_Required task_. Copy the material below word for word, from its first line through the line that contains "[(325, 234), (284, 239), (238, 240), (206, 245)]", including both of those lines.
* Begin *
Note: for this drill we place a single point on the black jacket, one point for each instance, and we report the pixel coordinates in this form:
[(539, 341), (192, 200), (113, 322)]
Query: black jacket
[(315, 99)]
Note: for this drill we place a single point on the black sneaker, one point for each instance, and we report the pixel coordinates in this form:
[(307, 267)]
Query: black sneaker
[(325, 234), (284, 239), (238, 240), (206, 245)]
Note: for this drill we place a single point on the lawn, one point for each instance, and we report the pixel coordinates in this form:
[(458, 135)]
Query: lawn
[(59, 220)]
* End *
_Written answer_.
Note: for this drill we place a single point on the black jacket, one point for each instance, and we report the pixel coordinates in this form:
[(539, 341), (192, 200), (113, 322)]
Query: black jacket
[(315, 99)]
Note: for this drill we place a single point on the black sneaker, one point for each instance, and we report the pixel coordinates in this form:
[(307, 267)]
Query: black sneaker
[(325, 234), (284, 239), (238, 240), (206, 245)]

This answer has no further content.